- [TEXT PROVIDED]
◇ ◇ ◇
Malaysia said Tuesday that Southeast Asian states need to step up its counter terrorism measures in preparation for a wave of returning foreign ISIS fighters after the group is ousted from Mosul, its last stronghold in Iraq, reports the South China Morning Post.

Malaysia’s Defense Minister Hishammuddin Hussein said Monday that he was told to “keep an eye on the development in Iraq and Syria because we are worried that ISIS fighters might come here and it won’t be a small number.” Malaysia experienced its first ISIS-linked attack in June, when a pro-ISIS fighter tossed a live grenade into a bar, injuring eight people.

The Soufan Group estimates that there may be as many as 700 Indonesians and 100 Malaysians fighting alongside ISIS. There may also be a decent-sized Filipino force in the region as well.

If the Middle Eastern caliphate falls, the jihadis are likely to seek out new sanctuaries elsewhere. Countries like Malaysia, Indonesia, and the Philippines are ideal choices. These countries are already home to pro-ISIS groups and fighters.

ISIS reportedly has a Southeast Asian affiliate called the Katibah Nusantara. It is said to be lead by Muhammad Buhrun Naim, the man who masterminded the first ISIS-linked attack in Southeast Asia, an assault on a commercial district in Jakarta.

There is a growing fear that returning ISIS fighters will carry out attacks, as well as radicalize a new generation of jihadis.

Singapore’s Deputy Prime Minister Teo Chee Hean said last year that the foreign fighter issue will be a “threat for decades.”
◇ ◇ ◇
Return the stretch of the article on ISIS fighters in Southeast Asia from "The Soufan Group" through "generation of jihadis.", copied word for word. The lines after this come from a different source than the article on ISIS fighters in Southeast Asia.

- [SUPPLIED INFORMATION]
◇ ◇ ◇
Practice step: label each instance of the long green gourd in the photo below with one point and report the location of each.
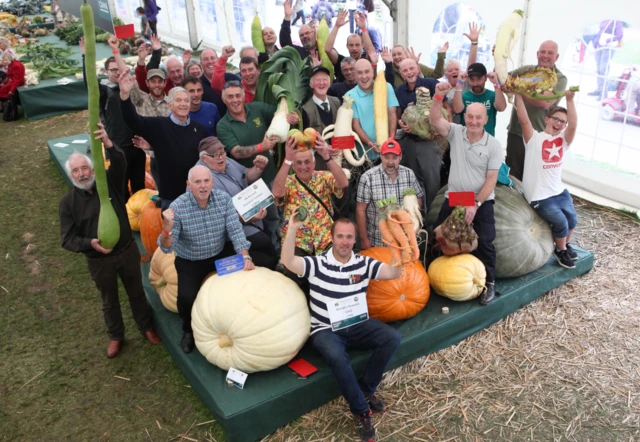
(108, 225)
◇ ◇ ◇
- [FINISHED TASK]
The Soufan Group estimates that there may be as many as 700 Indonesians and 100 Malaysians fighting alongside ISIS. There may also be a decent-sized Filipino force in the region as well.

If the Middle Eastern caliphate falls, the jihadis are likely to seek out new sanctuaries elsewhere. Countries like Malaysia, Indonesia, and the Philippines are ideal choices. These countries are already home to pro-ISIS groups and fighters.

ISIS reportedly has a Southeast Asian affiliate called the Katibah Nusantara. It is said to be lead by Muhammad Buhrun Naim, the man who masterminded the first ISIS-linked attack in Southeast Asia, an assault on a commercial district in Jakarta.

There is a growing fear that returning ISIS fighters will carry out attacks, as well as radicalize a new generation of jihadis.